▸ Problem details
Repeat verbatim the lines of the data below, beginning with the line containing "Question. Identify the jacket" and continuing to the end.

################

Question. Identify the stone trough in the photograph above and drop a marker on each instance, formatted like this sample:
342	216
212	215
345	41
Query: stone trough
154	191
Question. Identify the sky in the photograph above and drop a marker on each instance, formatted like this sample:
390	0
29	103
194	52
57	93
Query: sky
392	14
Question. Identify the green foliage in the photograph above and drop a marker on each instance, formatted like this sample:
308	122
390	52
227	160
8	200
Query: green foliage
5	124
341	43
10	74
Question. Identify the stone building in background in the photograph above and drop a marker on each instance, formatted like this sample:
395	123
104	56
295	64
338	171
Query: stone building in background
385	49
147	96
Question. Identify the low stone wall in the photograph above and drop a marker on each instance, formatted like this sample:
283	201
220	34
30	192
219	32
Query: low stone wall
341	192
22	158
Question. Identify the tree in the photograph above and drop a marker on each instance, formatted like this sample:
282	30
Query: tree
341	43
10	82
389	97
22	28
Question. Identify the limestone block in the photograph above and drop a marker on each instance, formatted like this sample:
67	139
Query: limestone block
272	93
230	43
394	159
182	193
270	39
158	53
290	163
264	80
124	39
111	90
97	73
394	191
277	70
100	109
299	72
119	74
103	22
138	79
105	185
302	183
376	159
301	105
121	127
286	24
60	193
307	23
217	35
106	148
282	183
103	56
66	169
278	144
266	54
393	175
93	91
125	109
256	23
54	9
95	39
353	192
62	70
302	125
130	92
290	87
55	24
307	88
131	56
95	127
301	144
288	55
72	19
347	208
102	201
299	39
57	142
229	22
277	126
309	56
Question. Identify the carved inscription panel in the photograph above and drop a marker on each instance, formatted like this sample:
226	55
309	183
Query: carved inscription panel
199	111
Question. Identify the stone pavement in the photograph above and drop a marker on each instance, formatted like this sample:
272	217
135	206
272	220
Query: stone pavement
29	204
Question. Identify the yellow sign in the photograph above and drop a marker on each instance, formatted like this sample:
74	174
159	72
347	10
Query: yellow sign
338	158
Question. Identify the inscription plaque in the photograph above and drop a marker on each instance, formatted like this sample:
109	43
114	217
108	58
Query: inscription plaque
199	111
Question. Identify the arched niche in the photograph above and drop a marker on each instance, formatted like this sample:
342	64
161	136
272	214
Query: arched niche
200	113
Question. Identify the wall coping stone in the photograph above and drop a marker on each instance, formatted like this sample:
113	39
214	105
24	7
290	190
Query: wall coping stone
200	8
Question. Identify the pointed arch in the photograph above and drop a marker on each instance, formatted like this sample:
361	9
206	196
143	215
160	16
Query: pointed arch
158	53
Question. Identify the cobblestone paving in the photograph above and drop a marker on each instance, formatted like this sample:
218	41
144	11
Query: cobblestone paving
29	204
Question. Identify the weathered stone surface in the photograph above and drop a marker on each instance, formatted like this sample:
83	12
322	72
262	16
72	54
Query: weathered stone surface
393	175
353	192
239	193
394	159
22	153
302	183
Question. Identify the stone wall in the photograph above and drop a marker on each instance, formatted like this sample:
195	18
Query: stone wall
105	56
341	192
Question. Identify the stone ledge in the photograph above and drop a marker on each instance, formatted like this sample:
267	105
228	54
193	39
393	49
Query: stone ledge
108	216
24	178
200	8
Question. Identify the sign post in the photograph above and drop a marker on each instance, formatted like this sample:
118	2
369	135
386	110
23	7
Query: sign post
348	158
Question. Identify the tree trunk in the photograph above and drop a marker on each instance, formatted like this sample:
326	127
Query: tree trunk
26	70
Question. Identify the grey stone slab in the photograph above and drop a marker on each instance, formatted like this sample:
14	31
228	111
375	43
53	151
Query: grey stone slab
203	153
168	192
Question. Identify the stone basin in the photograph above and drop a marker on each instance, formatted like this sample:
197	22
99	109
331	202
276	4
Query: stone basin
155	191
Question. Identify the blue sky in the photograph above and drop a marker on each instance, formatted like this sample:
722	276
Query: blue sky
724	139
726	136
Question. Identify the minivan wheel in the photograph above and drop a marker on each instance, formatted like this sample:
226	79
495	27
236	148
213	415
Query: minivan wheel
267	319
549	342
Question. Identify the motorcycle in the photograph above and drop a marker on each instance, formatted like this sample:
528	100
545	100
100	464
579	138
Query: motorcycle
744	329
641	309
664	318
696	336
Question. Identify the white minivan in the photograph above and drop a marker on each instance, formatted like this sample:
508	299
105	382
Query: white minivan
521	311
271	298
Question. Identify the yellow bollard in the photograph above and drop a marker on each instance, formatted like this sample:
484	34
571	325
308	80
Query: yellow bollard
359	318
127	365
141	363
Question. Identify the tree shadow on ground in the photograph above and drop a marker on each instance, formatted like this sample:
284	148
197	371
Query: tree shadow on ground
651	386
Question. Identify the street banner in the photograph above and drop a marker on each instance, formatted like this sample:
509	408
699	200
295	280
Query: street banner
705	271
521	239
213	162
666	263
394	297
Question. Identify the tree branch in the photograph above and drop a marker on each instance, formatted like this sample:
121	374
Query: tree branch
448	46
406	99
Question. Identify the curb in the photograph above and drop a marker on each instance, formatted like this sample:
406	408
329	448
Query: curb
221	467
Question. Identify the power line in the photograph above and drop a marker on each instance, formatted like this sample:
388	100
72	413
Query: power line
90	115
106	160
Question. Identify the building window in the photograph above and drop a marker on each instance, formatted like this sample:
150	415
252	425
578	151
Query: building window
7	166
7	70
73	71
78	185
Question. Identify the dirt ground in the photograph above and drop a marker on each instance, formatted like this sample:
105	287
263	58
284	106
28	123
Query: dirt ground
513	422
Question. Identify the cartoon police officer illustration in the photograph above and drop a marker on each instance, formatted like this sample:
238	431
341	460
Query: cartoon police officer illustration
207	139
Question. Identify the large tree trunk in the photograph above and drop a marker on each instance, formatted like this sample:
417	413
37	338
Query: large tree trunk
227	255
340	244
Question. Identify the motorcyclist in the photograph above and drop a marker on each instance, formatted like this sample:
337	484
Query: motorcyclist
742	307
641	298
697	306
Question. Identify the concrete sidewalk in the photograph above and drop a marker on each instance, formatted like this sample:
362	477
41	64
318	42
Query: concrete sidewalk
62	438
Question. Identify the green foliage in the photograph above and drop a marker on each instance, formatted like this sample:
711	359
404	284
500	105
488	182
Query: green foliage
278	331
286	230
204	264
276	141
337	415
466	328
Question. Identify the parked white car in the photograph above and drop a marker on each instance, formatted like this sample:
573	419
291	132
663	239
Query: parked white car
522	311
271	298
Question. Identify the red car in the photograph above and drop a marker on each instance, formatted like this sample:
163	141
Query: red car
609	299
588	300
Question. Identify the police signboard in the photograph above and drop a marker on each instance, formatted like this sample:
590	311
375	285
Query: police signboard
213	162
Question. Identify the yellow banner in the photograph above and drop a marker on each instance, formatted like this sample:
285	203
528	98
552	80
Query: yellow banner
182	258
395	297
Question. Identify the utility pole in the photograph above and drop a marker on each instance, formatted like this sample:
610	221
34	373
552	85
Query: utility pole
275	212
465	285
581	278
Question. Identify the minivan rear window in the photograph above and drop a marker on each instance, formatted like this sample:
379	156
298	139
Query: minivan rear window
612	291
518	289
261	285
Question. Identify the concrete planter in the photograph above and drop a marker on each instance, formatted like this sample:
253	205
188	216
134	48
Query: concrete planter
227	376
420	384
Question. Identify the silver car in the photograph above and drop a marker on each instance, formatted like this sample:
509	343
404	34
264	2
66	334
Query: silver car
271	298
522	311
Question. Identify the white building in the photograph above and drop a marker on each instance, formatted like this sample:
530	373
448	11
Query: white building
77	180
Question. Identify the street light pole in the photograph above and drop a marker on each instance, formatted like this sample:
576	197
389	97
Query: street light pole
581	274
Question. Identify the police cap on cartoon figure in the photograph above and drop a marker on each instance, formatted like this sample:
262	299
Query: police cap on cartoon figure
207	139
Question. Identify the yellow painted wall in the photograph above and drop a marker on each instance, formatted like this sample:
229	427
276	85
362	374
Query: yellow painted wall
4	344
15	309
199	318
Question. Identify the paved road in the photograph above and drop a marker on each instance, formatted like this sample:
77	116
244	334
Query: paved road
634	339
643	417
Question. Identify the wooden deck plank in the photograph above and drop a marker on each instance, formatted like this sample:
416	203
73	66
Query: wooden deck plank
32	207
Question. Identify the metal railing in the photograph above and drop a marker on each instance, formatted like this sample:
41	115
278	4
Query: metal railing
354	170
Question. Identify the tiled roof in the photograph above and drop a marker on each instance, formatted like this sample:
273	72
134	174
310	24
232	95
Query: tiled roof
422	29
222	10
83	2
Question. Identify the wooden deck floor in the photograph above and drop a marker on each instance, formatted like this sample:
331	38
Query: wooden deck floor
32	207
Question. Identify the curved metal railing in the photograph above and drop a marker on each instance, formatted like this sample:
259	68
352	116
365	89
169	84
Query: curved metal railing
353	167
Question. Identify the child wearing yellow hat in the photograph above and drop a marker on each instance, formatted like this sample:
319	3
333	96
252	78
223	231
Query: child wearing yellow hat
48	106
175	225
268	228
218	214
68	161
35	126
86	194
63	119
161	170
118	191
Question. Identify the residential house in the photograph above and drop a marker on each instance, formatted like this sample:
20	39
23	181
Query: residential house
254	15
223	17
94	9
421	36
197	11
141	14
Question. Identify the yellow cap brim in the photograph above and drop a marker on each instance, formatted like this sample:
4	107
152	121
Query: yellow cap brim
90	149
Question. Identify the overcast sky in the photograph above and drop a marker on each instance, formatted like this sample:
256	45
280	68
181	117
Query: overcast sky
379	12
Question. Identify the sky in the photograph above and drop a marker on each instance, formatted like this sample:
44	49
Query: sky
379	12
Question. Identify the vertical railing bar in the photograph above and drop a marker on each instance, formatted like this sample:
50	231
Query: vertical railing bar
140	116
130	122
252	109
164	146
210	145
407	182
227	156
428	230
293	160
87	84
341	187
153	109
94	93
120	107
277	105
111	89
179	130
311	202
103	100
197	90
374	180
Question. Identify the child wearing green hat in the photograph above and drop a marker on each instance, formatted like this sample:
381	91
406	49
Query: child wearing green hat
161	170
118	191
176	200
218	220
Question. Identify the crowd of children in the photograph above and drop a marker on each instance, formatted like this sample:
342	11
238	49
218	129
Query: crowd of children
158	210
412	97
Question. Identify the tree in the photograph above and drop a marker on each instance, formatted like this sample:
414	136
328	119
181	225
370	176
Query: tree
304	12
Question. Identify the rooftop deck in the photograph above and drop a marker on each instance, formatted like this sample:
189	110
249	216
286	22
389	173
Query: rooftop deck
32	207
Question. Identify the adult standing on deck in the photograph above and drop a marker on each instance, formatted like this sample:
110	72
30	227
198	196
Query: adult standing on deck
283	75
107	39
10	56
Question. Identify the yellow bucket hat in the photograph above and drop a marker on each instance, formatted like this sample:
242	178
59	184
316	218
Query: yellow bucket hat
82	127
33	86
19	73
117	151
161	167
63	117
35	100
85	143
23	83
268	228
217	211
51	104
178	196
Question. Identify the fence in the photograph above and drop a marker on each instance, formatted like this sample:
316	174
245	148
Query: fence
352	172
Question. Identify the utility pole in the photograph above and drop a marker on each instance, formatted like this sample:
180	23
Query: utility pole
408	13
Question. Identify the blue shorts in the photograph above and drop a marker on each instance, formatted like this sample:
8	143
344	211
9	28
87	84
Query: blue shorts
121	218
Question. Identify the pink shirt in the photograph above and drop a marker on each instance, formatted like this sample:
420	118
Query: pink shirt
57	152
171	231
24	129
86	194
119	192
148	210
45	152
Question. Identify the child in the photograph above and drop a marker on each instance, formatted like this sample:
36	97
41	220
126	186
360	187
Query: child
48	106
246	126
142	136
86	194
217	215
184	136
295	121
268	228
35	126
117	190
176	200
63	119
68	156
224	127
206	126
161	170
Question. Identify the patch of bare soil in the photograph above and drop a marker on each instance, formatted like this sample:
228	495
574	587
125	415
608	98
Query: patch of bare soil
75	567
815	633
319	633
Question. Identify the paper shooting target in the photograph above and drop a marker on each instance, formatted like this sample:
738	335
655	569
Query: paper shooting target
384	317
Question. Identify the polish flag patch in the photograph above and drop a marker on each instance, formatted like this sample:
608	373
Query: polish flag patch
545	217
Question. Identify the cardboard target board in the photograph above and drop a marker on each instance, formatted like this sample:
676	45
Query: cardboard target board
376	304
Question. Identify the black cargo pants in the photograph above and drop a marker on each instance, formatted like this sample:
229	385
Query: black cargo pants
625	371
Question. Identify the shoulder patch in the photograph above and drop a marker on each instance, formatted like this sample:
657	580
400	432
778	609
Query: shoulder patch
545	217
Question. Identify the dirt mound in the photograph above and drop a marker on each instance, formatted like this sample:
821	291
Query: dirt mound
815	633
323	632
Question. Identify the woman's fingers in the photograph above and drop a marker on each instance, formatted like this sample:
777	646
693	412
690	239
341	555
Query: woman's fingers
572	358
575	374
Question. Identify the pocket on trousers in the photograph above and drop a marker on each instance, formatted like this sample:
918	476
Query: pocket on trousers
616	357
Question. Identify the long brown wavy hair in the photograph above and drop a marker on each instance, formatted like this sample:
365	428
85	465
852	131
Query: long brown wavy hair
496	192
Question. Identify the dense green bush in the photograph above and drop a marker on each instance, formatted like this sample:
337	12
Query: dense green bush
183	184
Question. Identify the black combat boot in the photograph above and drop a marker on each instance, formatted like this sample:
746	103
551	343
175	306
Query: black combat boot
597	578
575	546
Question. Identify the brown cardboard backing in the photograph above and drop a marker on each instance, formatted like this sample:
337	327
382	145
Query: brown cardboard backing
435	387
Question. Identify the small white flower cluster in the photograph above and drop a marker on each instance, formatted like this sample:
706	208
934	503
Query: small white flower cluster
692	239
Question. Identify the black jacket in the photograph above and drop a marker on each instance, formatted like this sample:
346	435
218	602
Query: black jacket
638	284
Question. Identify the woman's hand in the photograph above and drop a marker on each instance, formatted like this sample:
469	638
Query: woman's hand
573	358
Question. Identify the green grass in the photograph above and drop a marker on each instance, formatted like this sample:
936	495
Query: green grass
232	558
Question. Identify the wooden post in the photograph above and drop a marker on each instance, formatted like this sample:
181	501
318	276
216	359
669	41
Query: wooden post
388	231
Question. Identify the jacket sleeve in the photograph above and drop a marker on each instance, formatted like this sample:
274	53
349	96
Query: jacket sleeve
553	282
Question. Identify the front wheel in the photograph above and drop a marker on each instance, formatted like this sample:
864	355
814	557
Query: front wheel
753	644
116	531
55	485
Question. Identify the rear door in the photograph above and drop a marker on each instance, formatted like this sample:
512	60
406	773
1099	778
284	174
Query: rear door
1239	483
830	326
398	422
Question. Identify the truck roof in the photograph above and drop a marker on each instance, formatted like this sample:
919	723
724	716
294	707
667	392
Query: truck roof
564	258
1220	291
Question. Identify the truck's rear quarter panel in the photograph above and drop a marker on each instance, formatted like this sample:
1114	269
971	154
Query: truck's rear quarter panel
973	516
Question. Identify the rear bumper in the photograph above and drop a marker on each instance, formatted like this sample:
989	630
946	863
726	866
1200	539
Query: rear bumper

################

▸ Exercise answer
Question. Identify the jacket sleeve in the photograph above and drop a marker on each instance, formatted like this sample:
274	53
349	96
Query: jacket sleeve
553	282
Question. Identify the front wheel in the photograph above and drop a marker on each instance, formatted like this sample:
864	355
814	557
Query: front wheel
753	644
116	531
55	485
Question. Identify the rear door in the photograph above and drop a marker on each instance, formatted like this sample:
512	60
406	773
1099	778
284	174
Query: rear door
1239	483
830	326
398	422
Question. Identify the truck roof in the photograph above and drop a marker on each instance, formatted like this sample:
919	723
724	716
294	707
667	392
Query: truck roof
564	258
1220	291
Question. Identify the truck's rear quarter panel in the photograph above and drop a marker on each instance, formatted like this sample:
1114	269
971	154
Query: truck's rear quarter panel
973	516
Question. Identify the rear bumper in the photograph above and drop a marker on each instance, formatted like this sample:
989	630
946	863
726	866
1200	539
Query: rear bumper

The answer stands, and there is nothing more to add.